◆ **What you are asked to do**: Copy the records below exactly as they stand. Leave out the pictures.

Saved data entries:
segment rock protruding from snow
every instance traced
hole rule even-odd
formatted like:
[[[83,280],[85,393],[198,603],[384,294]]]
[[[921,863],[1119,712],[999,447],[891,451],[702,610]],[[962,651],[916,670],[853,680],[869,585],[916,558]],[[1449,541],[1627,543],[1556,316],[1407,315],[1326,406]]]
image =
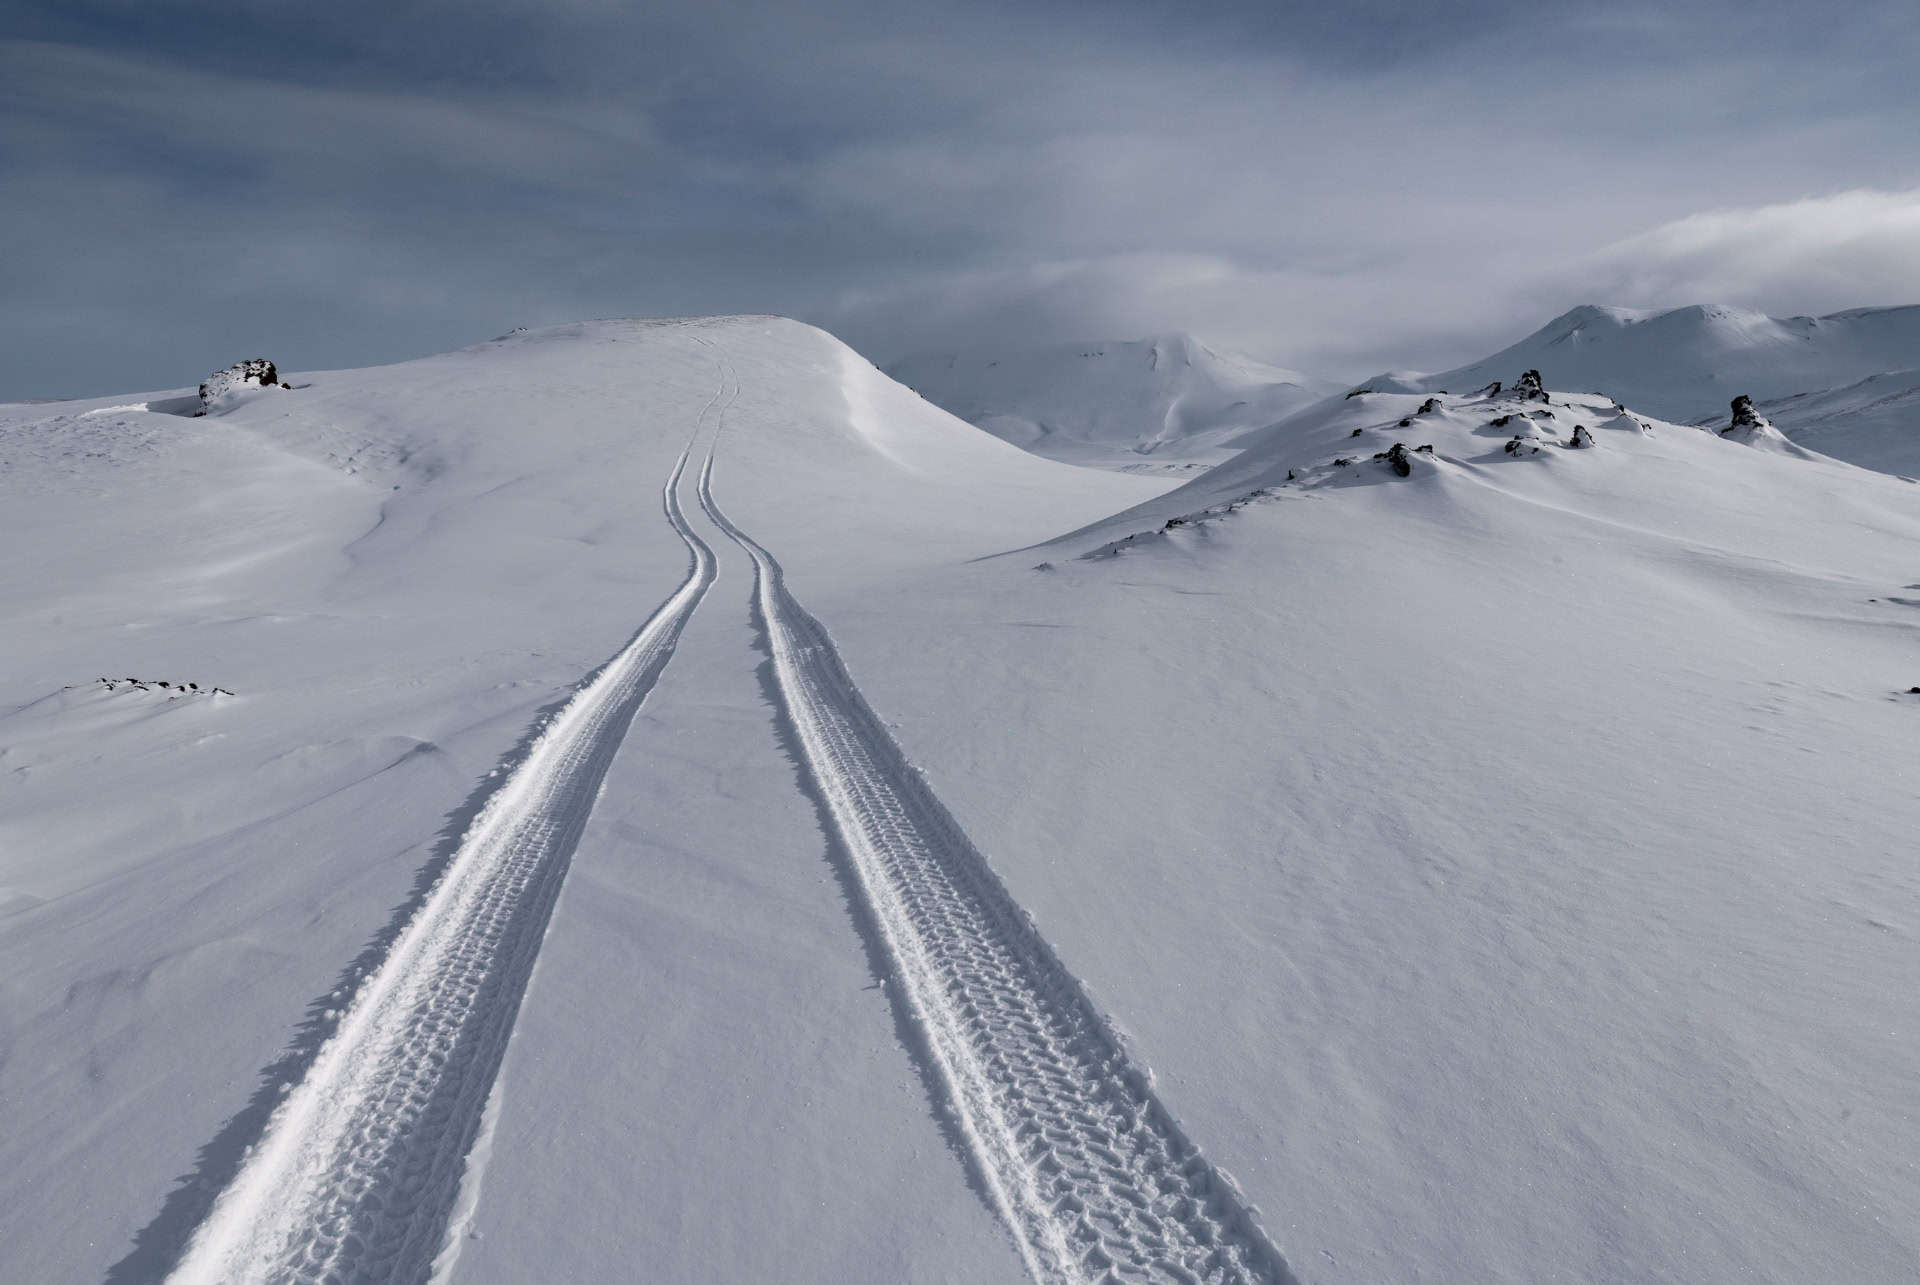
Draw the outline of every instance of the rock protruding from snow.
[[[1575,424],[1573,426],[1573,437],[1567,442],[1567,445],[1576,451],[1584,451],[1593,445],[1593,434],[1587,431],[1585,424]]]
[[[1407,458],[1405,442],[1395,442],[1392,449],[1382,451],[1374,458],[1385,460],[1401,477],[1409,477],[1413,473],[1413,461]]]
[[[1753,404],[1753,398],[1742,393],[1733,399],[1733,421],[1720,430],[1720,436],[1730,442],[1739,442],[1746,446],[1757,446],[1763,450],[1778,451],[1783,455],[1804,457],[1807,451],[1787,440],[1787,435],[1773,426],[1773,421],[1762,415]]]
[[[1429,397],[1427,398],[1427,400],[1420,403],[1420,409],[1418,411],[1415,411],[1414,413],[1417,415],[1431,415],[1439,409],[1440,409],[1440,399],[1438,397]]]
[[[200,414],[239,388],[272,388],[280,382],[280,372],[265,357],[249,357],[225,370],[216,370],[200,381]]]
[[[1520,378],[1513,383],[1513,391],[1520,395],[1522,401],[1544,402],[1547,400],[1547,390],[1541,385],[1540,372],[1537,370],[1521,371]]]
[[[1736,441],[1754,442],[1769,437],[1780,437],[1780,430],[1754,409],[1753,398],[1741,393],[1733,399],[1733,420],[1720,430],[1720,436]]]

◆ **Exercise answer**:
segment rock protruding from snow
every instance traced
hole rule even-odd
formatted like:
[[[83,280],[85,393],[198,603],[384,294]]]
[[[921,863],[1119,712],[999,447],[891,451],[702,610]],[[962,651],[916,670],[853,680],[869,585],[916,558]],[[1449,541],[1627,543],[1556,316],[1407,315],[1326,406]]]
image =
Draw the outline of every instance of the rock protruding from snow.
[[[1575,424],[1573,426],[1573,437],[1567,442],[1567,445],[1576,451],[1584,451],[1593,445],[1593,434],[1587,431],[1585,424]]]
[[[1407,458],[1405,442],[1395,442],[1392,449],[1382,451],[1374,458],[1385,460],[1401,477],[1409,477],[1413,473],[1413,461]]]
[[[1753,404],[1753,398],[1742,393],[1733,399],[1733,421],[1720,430],[1720,436],[1730,442],[1739,442],[1746,446],[1757,446],[1763,450],[1778,451],[1783,455],[1804,457],[1807,451],[1787,440],[1787,435],[1773,426],[1773,421],[1762,415]]]
[[[1429,397],[1427,398],[1427,400],[1420,403],[1420,409],[1418,411],[1415,411],[1414,413],[1417,415],[1431,415],[1439,409],[1440,409],[1440,399],[1438,397]]]
[[[200,414],[239,388],[272,388],[280,382],[280,372],[265,357],[249,357],[225,370],[216,370],[200,381]]]
[[[1520,378],[1513,383],[1513,391],[1520,395],[1522,401],[1544,402],[1547,400],[1547,390],[1541,385],[1540,372],[1537,370],[1521,371]]]
[[[1736,441],[1754,442],[1769,437],[1780,437],[1780,430],[1754,409],[1753,398],[1741,393],[1733,399],[1733,420],[1720,430],[1720,436]]]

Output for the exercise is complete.